(What you are asked to do):
Count every line in the following entries where the word "instance" appears. Give the count alone.

(Source material):
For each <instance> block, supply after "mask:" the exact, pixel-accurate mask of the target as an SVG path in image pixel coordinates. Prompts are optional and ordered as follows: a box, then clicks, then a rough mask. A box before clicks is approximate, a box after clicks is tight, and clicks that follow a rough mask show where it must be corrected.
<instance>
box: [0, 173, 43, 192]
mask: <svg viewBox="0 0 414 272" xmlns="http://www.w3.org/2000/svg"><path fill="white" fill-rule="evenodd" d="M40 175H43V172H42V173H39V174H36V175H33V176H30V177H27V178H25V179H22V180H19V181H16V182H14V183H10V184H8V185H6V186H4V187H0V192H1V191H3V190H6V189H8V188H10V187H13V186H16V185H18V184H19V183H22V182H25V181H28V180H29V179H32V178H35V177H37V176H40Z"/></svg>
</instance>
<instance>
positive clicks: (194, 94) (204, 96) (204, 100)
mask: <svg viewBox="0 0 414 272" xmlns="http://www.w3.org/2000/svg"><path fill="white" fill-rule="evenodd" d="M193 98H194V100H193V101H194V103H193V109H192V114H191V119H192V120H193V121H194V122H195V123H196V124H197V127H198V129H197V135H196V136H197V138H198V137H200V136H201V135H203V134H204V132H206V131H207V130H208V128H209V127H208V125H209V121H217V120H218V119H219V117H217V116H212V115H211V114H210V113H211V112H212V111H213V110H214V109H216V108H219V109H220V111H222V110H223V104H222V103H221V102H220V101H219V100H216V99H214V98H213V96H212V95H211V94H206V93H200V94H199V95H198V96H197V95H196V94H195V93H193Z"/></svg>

(Problem solution):
4